* SOURCE PASSAGE:
━━━━━━━━━━━━━━━━━━━━

3  Code

All data processing and analysis should be performed with code (i.e., avoid spreadsheets), and all code should be packaged in scripts that are version controlled and follow a style guide. Using code and scripts allows for better organization, documentation, and reproducibility of analysis workflows. All emLab code should be stored in the emLab GitHub account.

Recommended readings:

3.1 Scripts and Version Control

Code should be crafted according to the following guidelines:

  • Use scripts
  • Document scripts, but not too much
  • Organize scripts consistently (see format below)
  • Use Git to version control scripts
  • Make atomic Git commits (see description below)

Script files should be documented and organized in such a way to enhance readability and comprehension. For example, use a standardized header for general documentation and sections to make it easier to understand and find specific code of interest. Code should also be self-documenting as much as possible. Additionally, use relative filepaths for importing and exporting objects. Scripts should also be modular by focusing on one general task. For example, use one script for cleaning data, another script for visualizing data, etc. A makefile can then be used to document the analysis workflow. There is an art to this organization, so just keep in mind the general principle of making code easy to understand, for your future self and for others.

Here is an example template for R scripts:

# =============================================================================
# Name:           script.R
# Description:    Visualizes data
#
# Inputs:         data.csv
# Outputs:        graph.png
#
# Notes:          - Use a diverging color palette for best results
#                 - Output format can be changed as needed
# =============================================================================


# Set up environment ----------------------------------------------------------

library(tidyverse)

# Set path for Google Drive filestream based on OS type
# Note - this will work for Windows and Mac machines.
# If you use Linux, you will need to set your own path to where Google Drive filestream lives.

team_path <- ifelse(Sys.info()["sysname"]=="Windows","G:/","/Volumes/GoogleDrive/")

# Next, set the path for data directory based on whether project is current or archived.
# Note that if you use a different Shared Drive file structure than the one recommended in the "File Structure" section, you will need to manually define your data path.
# You should always double-check the automatically generated paths in order to ensure they point to the correct directory.

# First, set the name of your project

project_name <- "my-project"

━━━━━━━━━━━━━━━━━━━━

* LISTED ENTRIES:
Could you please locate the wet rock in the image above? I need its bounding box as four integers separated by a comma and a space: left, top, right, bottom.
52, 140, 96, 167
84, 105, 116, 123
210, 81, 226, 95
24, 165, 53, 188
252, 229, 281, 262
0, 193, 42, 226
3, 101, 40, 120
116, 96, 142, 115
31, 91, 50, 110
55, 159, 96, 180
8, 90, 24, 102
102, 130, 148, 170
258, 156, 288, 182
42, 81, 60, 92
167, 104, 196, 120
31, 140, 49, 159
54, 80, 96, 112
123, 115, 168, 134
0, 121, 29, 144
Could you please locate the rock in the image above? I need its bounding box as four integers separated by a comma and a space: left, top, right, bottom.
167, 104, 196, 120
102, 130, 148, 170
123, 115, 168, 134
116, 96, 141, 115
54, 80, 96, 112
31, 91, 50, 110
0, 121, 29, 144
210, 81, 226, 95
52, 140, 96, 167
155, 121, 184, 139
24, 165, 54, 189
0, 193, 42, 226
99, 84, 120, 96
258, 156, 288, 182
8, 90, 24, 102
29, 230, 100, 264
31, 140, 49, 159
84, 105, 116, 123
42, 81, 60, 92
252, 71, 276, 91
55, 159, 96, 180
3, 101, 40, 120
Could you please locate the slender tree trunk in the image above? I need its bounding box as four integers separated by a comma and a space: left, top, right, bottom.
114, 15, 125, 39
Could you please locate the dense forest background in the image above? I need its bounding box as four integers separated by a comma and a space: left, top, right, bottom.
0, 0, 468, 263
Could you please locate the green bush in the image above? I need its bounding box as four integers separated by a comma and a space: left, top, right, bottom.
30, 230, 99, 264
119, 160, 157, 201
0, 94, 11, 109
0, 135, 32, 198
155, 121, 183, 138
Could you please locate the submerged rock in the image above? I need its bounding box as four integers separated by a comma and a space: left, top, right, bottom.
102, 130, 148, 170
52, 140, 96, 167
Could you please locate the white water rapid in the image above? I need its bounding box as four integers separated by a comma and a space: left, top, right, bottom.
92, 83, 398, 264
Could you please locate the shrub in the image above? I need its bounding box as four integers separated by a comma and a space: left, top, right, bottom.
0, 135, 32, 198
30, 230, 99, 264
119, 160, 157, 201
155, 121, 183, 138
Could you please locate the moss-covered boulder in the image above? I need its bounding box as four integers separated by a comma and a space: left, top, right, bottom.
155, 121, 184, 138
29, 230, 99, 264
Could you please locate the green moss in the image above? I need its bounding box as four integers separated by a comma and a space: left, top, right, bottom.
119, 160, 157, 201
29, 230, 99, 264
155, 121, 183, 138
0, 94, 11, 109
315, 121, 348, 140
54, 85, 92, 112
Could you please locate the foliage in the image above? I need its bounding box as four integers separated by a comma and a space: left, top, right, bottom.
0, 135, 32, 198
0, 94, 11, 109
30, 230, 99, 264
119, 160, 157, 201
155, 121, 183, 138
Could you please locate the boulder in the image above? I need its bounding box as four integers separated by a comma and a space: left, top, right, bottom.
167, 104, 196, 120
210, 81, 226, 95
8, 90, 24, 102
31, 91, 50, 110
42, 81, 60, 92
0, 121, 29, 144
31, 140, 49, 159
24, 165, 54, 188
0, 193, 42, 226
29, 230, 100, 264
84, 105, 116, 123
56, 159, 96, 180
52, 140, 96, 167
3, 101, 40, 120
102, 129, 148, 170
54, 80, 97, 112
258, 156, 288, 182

━━━━━━━━━━━━━━━━━━━━

* PROBLEMS TO WORK ON:
[1] According to the coding guidelines, where should all emLab code be stored?
[2] Substitute "FreeBSD" for "Linux" in the coding guidelines and write out the passage between "# Set path for" and "current or archived.", inclusive.
Answer from the coding guidelines alone, not from the records.

* SOLUTIONS PER TASK:
[1] In the emLab GitHub account.

[2]
# Set path for Google Drive filestream based on OS type
# Note - this will work for Windows and Mac machines.
# If you use FreeBSD, you will need to set your own path to where Google Drive filestream lives.

team_path <- ifelse(Sys.info()["sysname"]=="Windows","G:/","/Volumes/GoogleDrive/")

# Next, set the path for data directory based on whether project is current or archived.